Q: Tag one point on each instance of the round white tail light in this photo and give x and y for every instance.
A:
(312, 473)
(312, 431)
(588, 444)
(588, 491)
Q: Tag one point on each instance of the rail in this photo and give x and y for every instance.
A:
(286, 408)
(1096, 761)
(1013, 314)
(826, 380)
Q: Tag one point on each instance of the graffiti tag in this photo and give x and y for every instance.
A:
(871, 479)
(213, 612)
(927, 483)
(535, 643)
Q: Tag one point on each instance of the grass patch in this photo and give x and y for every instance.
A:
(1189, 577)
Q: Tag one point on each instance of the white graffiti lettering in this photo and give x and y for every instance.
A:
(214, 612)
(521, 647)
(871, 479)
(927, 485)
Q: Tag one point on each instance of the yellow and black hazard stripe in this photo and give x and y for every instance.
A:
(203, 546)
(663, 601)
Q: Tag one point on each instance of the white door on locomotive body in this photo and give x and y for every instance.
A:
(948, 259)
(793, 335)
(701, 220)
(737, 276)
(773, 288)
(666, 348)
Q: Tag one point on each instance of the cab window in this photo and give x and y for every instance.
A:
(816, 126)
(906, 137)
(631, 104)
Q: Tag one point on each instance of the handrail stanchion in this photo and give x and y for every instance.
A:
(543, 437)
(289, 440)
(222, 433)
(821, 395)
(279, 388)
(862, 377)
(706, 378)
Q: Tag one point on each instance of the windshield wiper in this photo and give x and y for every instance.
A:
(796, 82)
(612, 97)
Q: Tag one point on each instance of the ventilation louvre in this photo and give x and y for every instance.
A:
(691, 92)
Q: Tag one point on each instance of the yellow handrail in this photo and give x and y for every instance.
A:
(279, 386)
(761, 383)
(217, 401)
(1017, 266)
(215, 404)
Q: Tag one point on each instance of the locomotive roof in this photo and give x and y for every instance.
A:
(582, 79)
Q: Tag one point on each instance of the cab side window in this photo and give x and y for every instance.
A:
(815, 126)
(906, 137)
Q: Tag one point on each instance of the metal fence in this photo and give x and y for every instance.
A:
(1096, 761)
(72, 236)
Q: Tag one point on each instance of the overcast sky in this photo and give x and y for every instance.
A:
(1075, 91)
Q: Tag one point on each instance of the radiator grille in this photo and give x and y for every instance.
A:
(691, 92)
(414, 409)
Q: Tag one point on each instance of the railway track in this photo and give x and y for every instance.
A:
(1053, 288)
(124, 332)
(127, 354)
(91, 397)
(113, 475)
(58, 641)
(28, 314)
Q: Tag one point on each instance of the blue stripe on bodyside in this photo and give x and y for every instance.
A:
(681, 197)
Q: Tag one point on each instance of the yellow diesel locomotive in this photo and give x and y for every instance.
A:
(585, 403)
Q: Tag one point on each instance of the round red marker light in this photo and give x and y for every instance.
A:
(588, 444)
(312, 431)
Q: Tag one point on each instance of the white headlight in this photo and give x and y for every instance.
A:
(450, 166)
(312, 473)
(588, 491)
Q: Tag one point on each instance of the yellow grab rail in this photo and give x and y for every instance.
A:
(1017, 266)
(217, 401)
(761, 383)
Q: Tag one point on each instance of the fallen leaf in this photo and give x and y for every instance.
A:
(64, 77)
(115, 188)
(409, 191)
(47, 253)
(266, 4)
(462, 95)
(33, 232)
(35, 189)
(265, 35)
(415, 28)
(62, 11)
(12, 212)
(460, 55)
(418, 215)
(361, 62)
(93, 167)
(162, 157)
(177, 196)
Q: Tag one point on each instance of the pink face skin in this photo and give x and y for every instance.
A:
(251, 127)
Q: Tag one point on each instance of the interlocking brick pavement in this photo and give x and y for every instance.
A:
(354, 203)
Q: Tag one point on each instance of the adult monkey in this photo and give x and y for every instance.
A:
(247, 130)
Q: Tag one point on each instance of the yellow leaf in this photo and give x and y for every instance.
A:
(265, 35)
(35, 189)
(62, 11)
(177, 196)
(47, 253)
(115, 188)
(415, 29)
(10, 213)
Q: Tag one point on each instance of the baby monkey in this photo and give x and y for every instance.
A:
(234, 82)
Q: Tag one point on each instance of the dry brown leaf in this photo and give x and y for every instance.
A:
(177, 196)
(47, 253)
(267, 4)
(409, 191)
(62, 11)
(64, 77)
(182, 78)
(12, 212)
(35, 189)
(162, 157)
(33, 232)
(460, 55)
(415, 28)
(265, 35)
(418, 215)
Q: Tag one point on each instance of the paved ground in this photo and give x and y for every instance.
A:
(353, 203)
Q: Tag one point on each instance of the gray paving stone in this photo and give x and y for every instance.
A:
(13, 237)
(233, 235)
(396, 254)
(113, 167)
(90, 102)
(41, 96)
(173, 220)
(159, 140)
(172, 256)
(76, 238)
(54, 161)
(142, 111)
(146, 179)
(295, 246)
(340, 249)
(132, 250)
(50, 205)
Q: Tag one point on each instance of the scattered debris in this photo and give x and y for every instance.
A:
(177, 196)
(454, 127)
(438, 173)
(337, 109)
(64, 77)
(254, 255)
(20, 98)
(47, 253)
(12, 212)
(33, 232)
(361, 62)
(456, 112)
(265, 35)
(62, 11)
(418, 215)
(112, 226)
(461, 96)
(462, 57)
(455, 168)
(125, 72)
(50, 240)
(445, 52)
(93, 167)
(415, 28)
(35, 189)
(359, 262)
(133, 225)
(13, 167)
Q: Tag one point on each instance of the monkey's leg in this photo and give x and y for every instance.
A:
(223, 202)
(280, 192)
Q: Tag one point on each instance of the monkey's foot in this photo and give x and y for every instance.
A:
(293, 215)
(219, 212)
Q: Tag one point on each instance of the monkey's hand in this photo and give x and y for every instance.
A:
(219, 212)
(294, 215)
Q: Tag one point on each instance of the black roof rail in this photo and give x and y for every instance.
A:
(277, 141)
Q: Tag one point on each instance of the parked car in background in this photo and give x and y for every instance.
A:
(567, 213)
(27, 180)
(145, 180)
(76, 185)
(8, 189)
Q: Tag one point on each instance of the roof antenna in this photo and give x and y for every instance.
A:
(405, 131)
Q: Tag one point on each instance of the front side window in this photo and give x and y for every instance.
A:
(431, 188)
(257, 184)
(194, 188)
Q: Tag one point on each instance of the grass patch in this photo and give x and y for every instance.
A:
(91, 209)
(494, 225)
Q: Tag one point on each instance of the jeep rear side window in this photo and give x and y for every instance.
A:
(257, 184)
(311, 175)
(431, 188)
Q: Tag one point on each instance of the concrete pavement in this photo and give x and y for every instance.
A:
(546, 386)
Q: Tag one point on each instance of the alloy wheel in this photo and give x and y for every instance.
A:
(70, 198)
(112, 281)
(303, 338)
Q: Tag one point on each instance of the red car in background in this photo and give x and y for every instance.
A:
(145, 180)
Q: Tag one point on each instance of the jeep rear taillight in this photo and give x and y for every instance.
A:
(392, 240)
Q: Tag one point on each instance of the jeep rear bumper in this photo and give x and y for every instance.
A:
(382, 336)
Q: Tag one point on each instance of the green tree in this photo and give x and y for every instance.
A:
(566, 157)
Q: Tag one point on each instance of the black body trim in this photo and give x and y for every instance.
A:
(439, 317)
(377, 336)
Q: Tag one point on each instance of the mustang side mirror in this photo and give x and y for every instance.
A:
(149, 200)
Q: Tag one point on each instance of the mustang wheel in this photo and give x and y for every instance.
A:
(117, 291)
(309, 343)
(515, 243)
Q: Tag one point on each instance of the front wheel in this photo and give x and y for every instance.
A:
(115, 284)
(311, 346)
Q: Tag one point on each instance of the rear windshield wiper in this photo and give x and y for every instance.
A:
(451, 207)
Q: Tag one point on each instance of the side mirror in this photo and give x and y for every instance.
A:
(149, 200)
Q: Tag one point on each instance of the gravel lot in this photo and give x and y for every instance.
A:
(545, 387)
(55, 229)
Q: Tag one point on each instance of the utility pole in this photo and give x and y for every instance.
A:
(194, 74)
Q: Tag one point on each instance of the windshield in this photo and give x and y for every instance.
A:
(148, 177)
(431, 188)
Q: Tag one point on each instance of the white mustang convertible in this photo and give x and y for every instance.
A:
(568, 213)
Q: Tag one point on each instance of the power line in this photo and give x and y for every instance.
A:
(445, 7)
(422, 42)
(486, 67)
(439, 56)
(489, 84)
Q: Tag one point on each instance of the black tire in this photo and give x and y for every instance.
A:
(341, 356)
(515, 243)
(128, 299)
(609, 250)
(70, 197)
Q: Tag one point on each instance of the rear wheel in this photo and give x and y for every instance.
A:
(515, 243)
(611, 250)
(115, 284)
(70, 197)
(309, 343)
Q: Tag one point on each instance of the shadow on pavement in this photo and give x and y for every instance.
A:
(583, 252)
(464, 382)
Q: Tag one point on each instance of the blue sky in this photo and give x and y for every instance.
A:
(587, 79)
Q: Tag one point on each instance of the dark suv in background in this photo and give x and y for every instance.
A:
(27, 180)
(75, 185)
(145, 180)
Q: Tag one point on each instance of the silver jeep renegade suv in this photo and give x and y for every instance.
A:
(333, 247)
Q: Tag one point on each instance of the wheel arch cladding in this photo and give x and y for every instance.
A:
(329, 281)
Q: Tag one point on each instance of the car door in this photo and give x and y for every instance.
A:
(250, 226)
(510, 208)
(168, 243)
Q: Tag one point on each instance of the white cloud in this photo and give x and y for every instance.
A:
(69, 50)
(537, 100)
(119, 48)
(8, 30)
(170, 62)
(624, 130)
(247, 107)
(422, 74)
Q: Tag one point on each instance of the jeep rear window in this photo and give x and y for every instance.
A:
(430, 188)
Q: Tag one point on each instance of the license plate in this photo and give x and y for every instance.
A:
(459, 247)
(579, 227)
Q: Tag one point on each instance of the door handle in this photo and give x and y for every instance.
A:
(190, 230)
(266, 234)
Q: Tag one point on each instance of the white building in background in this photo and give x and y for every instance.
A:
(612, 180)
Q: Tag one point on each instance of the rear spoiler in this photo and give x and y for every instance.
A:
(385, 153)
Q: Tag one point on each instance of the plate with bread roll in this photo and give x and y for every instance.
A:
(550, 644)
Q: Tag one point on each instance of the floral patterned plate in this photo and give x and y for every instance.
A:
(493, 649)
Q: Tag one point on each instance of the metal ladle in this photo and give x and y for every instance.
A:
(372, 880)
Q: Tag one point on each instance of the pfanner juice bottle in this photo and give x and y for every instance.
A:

-- Directions for this task --
Copy every line where the word "background" is present in the entries above.

-- Reply --
Q: Tag one point on each instance of the parked car in background in this photo and give x and y for every instance.
Q: Tag one point on each instance of the red car in background in this photo and give x and y for every instance.
Q: Tag one point on each instance of the dark suv in background in this photo and give x and y for every instance.
Q: Tag one point on each instance of the white building in background in this photo and give x and y for every instance.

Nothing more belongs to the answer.